Point annotations for photos:
>> Begin
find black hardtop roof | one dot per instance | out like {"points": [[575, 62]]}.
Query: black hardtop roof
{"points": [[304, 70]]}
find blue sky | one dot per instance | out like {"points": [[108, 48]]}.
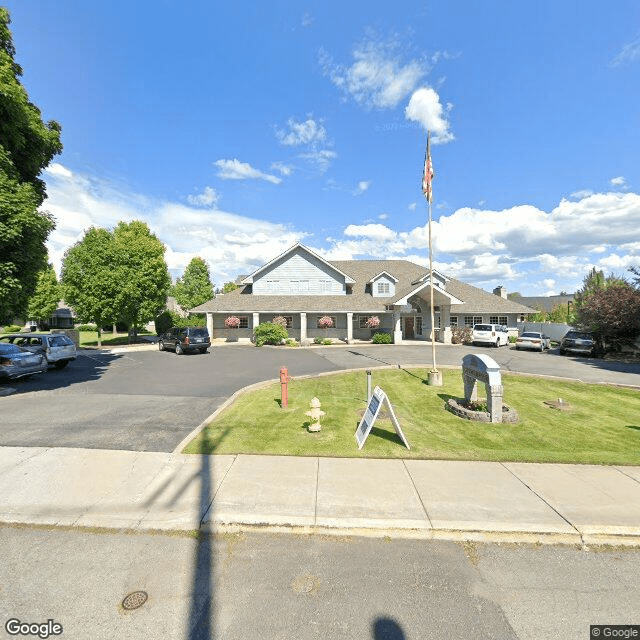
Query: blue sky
{"points": [[235, 129]]}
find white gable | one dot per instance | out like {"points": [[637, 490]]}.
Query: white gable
{"points": [[299, 272]]}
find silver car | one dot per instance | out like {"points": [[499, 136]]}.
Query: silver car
{"points": [[16, 362], [533, 340], [58, 349]]}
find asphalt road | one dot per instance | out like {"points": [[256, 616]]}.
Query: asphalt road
{"points": [[272, 587], [151, 400]]}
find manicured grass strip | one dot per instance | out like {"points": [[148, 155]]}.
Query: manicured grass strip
{"points": [[602, 426]]}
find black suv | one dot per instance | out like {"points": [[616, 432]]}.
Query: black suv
{"points": [[182, 339]]}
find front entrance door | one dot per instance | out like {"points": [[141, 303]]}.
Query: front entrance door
{"points": [[409, 333]]}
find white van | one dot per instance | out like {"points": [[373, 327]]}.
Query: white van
{"points": [[493, 334]]}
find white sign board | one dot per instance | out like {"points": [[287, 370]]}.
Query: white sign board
{"points": [[373, 409]]}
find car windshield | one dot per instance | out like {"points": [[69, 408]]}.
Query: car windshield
{"points": [[575, 335], [9, 348]]}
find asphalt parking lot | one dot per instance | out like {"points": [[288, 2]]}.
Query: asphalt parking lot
{"points": [[150, 400]]}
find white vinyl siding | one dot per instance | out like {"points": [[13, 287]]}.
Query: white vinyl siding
{"points": [[299, 274]]}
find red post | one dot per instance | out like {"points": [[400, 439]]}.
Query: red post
{"points": [[284, 387]]}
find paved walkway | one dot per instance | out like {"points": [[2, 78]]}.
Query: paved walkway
{"points": [[124, 490]]}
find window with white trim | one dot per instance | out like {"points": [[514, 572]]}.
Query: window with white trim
{"points": [[333, 322]]}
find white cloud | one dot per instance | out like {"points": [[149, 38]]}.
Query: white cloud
{"points": [[620, 181], [208, 198], [583, 193], [309, 132], [228, 242], [377, 78], [56, 169], [321, 158], [285, 169], [362, 186], [375, 231], [629, 53], [425, 108], [236, 170]]}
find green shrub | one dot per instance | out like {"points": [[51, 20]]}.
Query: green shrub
{"points": [[87, 327], [270, 333], [12, 328], [461, 335]]}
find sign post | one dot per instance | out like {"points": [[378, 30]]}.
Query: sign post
{"points": [[376, 401]]}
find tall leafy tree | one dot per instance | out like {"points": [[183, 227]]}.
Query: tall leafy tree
{"points": [[44, 301], [87, 280], [195, 286], [27, 146], [141, 274]]}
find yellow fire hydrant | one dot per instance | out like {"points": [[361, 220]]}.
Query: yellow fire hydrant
{"points": [[315, 414]]}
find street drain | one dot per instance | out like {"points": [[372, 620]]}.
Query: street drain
{"points": [[134, 600]]}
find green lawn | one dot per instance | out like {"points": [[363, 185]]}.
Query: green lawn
{"points": [[602, 426]]}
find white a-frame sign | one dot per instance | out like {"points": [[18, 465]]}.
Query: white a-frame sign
{"points": [[370, 415]]}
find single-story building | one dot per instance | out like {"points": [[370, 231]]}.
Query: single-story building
{"points": [[359, 296]]}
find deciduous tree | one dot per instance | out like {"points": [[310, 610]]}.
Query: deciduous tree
{"points": [[27, 145], [194, 288], [87, 280], [44, 301]]}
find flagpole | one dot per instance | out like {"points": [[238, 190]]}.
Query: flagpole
{"points": [[435, 377]]}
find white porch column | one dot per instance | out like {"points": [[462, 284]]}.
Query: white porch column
{"points": [[210, 324], [397, 329], [445, 324], [303, 326]]}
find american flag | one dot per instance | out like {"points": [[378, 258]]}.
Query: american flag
{"points": [[428, 174]]}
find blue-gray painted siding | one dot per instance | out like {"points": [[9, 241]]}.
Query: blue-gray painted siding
{"points": [[297, 274]]}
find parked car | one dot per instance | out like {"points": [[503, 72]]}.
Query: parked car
{"points": [[183, 339], [493, 334], [58, 349], [533, 340], [16, 362], [577, 342]]}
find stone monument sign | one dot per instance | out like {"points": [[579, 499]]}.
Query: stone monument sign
{"points": [[482, 368]]}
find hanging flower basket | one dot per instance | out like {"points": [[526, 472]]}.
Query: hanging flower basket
{"points": [[325, 322]]}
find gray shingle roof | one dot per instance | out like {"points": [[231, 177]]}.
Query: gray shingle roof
{"points": [[362, 271]]}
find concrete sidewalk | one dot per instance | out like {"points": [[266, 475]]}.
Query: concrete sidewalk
{"points": [[552, 503]]}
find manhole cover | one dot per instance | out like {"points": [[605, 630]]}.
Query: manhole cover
{"points": [[134, 600]]}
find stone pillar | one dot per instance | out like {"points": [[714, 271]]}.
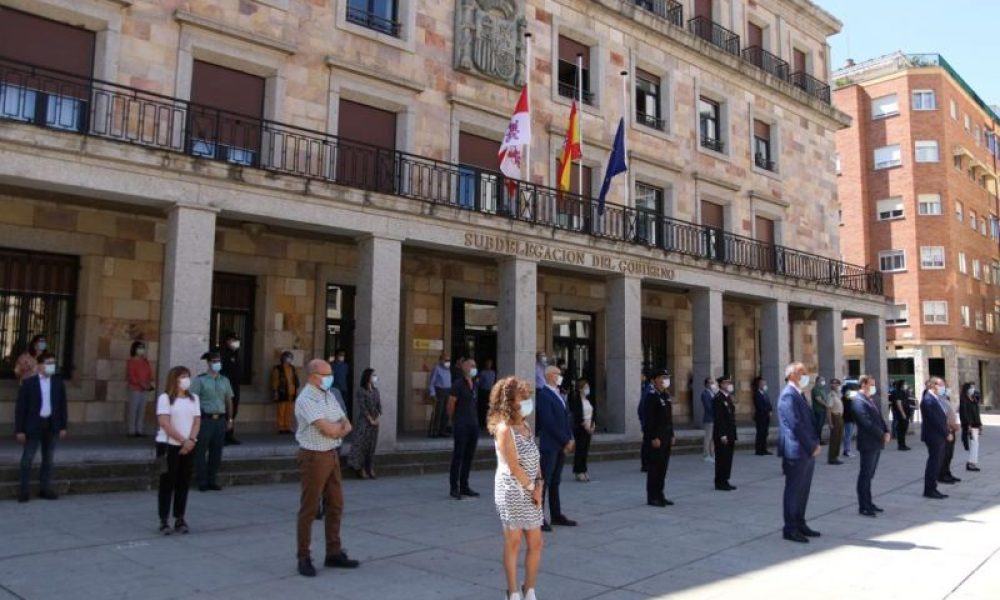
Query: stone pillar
{"points": [[187, 288], [774, 347], [516, 308], [875, 357], [377, 339], [706, 343], [624, 355], [830, 343]]}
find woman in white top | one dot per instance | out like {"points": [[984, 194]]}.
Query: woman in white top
{"points": [[517, 487], [179, 415]]}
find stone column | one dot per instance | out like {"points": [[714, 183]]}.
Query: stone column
{"points": [[187, 288], [830, 343], [624, 355], [875, 356], [376, 338], [774, 347], [706, 345], [516, 308]]}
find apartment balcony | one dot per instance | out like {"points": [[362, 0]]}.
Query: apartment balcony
{"points": [[103, 110]]}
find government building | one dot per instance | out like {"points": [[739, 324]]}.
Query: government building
{"points": [[918, 190], [323, 174]]}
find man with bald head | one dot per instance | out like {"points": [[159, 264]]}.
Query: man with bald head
{"points": [[322, 426]]}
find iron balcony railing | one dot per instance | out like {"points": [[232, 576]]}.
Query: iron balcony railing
{"points": [[766, 61], [670, 10], [715, 34], [109, 111], [812, 86]]}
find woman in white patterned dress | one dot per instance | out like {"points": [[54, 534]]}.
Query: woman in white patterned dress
{"points": [[518, 484]]}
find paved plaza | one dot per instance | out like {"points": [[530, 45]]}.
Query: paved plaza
{"points": [[416, 543]]}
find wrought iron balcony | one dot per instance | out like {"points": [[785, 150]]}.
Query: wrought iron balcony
{"points": [[104, 110], [670, 10], [715, 34], [766, 61], [812, 86]]}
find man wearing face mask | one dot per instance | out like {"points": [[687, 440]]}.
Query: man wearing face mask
{"points": [[873, 435], [798, 447], [658, 436], [216, 396], [322, 426], [724, 433], [39, 419], [555, 440], [439, 388], [465, 430]]}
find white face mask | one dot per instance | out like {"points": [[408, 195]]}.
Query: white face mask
{"points": [[527, 407]]}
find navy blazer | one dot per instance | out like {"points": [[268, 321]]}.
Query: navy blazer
{"points": [[27, 417], [871, 425], [797, 437], [934, 421], [553, 421]]}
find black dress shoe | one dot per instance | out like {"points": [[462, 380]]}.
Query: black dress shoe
{"points": [[795, 536], [305, 568], [341, 561]]}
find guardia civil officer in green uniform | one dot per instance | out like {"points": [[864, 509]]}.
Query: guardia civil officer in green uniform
>> End
Task requirements: Transcribe all of the entries above word for word, leaving out the pictures.

Task output:
find black hardtop roof | one dot per instance | out like {"points": [[575, 62]]}.
Query: black hardtop roof
{"points": [[304, 70]]}
find blue sky | one dot per instance | out like {"points": [[108, 48]]}.
Query: blue sky
{"points": [[235, 129]]}
find white gable | one dot per instance | out like {"points": [[637, 490]]}.
Query: white gable
{"points": [[299, 272]]}
find silver car | one dot per instance | out like {"points": [[499, 136]]}.
Query: silver car
{"points": [[16, 362], [533, 340], [58, 349]]}
find asphalt road | one dot per instance | out like {"points": [[256, 616]]}.
Query: asphalt road
{"points": [[272, 587], [151, 400]]}
find manicured grass strip | one dot per instance | out like {"points": [[148, 155]]}.
Query: manicured grass strip
{"points": [[602, 426]]}
find black suv | one dot per instance | out like {"points": [[616, 432]]}.
Query: black suv
{"points": [[182, 339]]}
find front entrance door | one dot per instance | out like {"points": [[141, 303]]}.
Query: front entrance door
{"points": [[409, 333]]}
find white van | one dot per instance | out like {"points": [[373, 327]]}.
Query: white van
{"points": [[493, 334]]}
find white sign board | one dot per instance | out like {"points": [[287, 370]]}.
Query: white sign board
{"points": [[373, 409]]}
find car windshield | one dot per instance | out like {"points": [[69, 408]]}.
Query: car windshield
{"points": [[575, 335], [9, 348]]}
find asphalt parking lot | one dot per instance | out like {"points": [[288, 2]]}.
Query: asphalt parking lot
{"points": [[150, 400]]}
find white vinyl siding | one dot per instance | out like {"points": [[13, 287]]}.
Query: white vinyl siding
{"points": [[299, 274]]}
find red post | one dot per instance | out like {"points": [[400, 439]]}.
Query: red post
{"points": [[284, 387]]}
find paved walkway | one dot per instance | out like {"points": [[2, 78]]}.
Query: paved walkway
{"points": [[124, 490]]}
find window with white trim | one dot per instance | out like {"points": [[514, 572]]}.
Query: window with white trim
{"points": [[333, 322]]}
find white cloud | one dot per instance | out like {"points": [[149, 38]]}.
Query: white cloud
{"points": [[620, 181], [208, 198], [583, 193], [309, 132], [228, 242], [377, 78], [56, 169], [321, 158], [285, 169], [362, 186], [375, 231], [629, 53], [425, 108], [236, 170]]}
find green shrub | one dot per instance | out like {"points": [[51, 20]]}.
Query: green shrub
{"points": [[87, 327], [270, 333], [12, 328], [461, 335]]}
find sign post | one dot per instance | out like {"points": [[378, 30]]}.
Query: sign post
{"points": [[376, 401]]}
find tall leafy tree | one dot per instance | out like {"points": [[183, 227]]}.
Query: tall leafy tree
{"points": [[44, 301], [87, 280], [195, 286], [27, 146], [141, 274]]}
find yellow fire hydrant | one dot per instance | out like {"points": [[361, 220]]}.
Query: yellow fire hydrant
{"points": [[315, 414]]}
find street drain | one dot per instance | out like {"points": [[372, 620]]}.
Query: street drain
{"points": [[134, 600]]}
find green lawn | one dot per instance | out like {"points": [[363, 185]]}.
Query: green lawn
{"points": [[602, 426]]}
find white a-frame sign | one dot per instance | out like {"points": [[18, 465]]}.
Query: white a-frame sign
{"points": [[370, 415]]}
find single-story building | one dot per instance | out like {"points": [[370, 231]]}.
Query: single-story building
{"points": [[359, 296]]}
find deciduous tree | one dot per instance | out like {"points": [[310, 610]]}.
Query: deciduous tree
{"points": [[27, 145], [194, 288], [87, 280], [44, 301]]}
find flagpole | one dot per instance | out like {"points": [[238, 190]]}.
Query: flagpole
{"points": [[435, 377]]}
find white porch column | one dot per instance | out like {"points": [[462, 284]]}.
Query: white porch column
{"points": [[210, 324], [397, 329], [445, 324], [303, 326]]}
find american flag | one dot per instance | out like {"points": [[378, 258]]}.
Query: american flag
{"points": [[428, 174]]}
find blue-gray painted siding | one dot per instance | out like {"points": [[9, 241]]}.
Query: blue-gray painted siding
{"points": [[297, 274]]}
find parked car | one dot per instance | out like {"points": [[503, 72]]}.
Query: parked car
{"points": [[183, 339], [493, 334], [58, 349], [533, 340], [16, 362], [577, 342]]}
find stone monument sign | one dot per instance | out like {"points": [[579, 499]]}.
Query: stone monument sign
{"points": [[482, 368]]}
find hanging flower basket | one dot per instance | out like {"points": [[526, 472]]}.
Query: hanging flower basket
{"points": [[325, 322]]}
find gray shingle roof | one dot per instance | out like {"points": [[231, 177]]}.
Query: gray shingle roof
{"points": [[362, 271]]}
find concrete sidewalk | one dot per instance | out like {"points": [[266, 475]]}.
Query: concrete sidewalk
{"points": [[552, 503]]}
find manhole cover | one dot per instance | out like {"points": [[605, 630]]}.
Query: manhole cover
{"points": [[134, 600]]}
find stone pillar | one dot per instance | out like {"points": [[714, 271]]}.
Query: stone pillar
{"points": [[187, 288], [774, 347], [516, 308], [875, 357], [377, 339], [706, 343], [624, 355], [830, 343]]}
find woman in white top | one dot per instance | out like {"points": [[984, 194]]}.
Query: woman in white top
{"points": [[517, 487], [179, 415]]}
find stone column | one dot per instance | out like {"points": [[714, 183]]}.
Query: stone column
{"points": [[187, 288], [830, 343], [624, 355], [875, 356], [376, 338], [774, 347], [706, 345], [516, 308]]}
find apartment balcony | one dot per instance | out like {"points": [[362, 0]]}.
Query: apartment balcony
{"points": [[103, 110]]}
find government building | one dot per instance | out like {"points": [[739, 324]]}.
Query: government building
{"points": [[918, 190], [323, 174]]}
find man with bald head | one dot per instance | out like {"points": [[159, 264]]}.
Query: man with bald head
{"points": [[322, 426]]}
find iron balcony railing | one dot per instance | out like {"points": [[232, 576]]}.
Query: iron balcony railing
{"points": [[766, 61], [670, 10], [715, 34], [109, 111], [812, 86]]}
find woman in white patterned dress | one dot per instance | out like {"points": [[54, 534]]}.
Query: woman in white patterned dress
{"points": [[518, 484]]}
find paved plaza | one dot per instance | out like {"points": [[530, 45]]}.
Query: paved plaza
{"points": [[416, 543]]}
find wrought iron balcony | one dot per instance | out like {"points": [[785, 150]]}.
Query: wrought iron balcony
{"points": [[104, 110], [670, 10], [715, 34], [766, 61], [812, 86]]}
find man wearing face mask | one dot per instance | out like {"points": [[687, 440]]}.
Query: man wearing face mask
{"points": [[873, 435], [798, 447], [658, 436], [216, 396], [322, 426], [724, 433], [39, 419], [555, 440], [439, 388], [465, 430]]}
find white face mask | one dot per instance | out like {"points": [[408, 195]]}.
Query: white face mask
{"points": [[527, 407]]}
find navy blazer | one dot per instance | out like {"points": [[268, 321]]}.
Query: navy blazer
{"points": [[27, 417], [871, 425], [797, 437], [934, 421], [553, 421]]}
find black dress shoe | one dot per instance | out like {"points": [[462, 380]]}.
Query: black dress shoe
{"points": [[795, 536], [305, 568], [341, 561]]}
find guardia civil officer in green uniform | one dot per instance | out like {"points": [[864, 509]]}.
Query: guardia civil officer in green uniform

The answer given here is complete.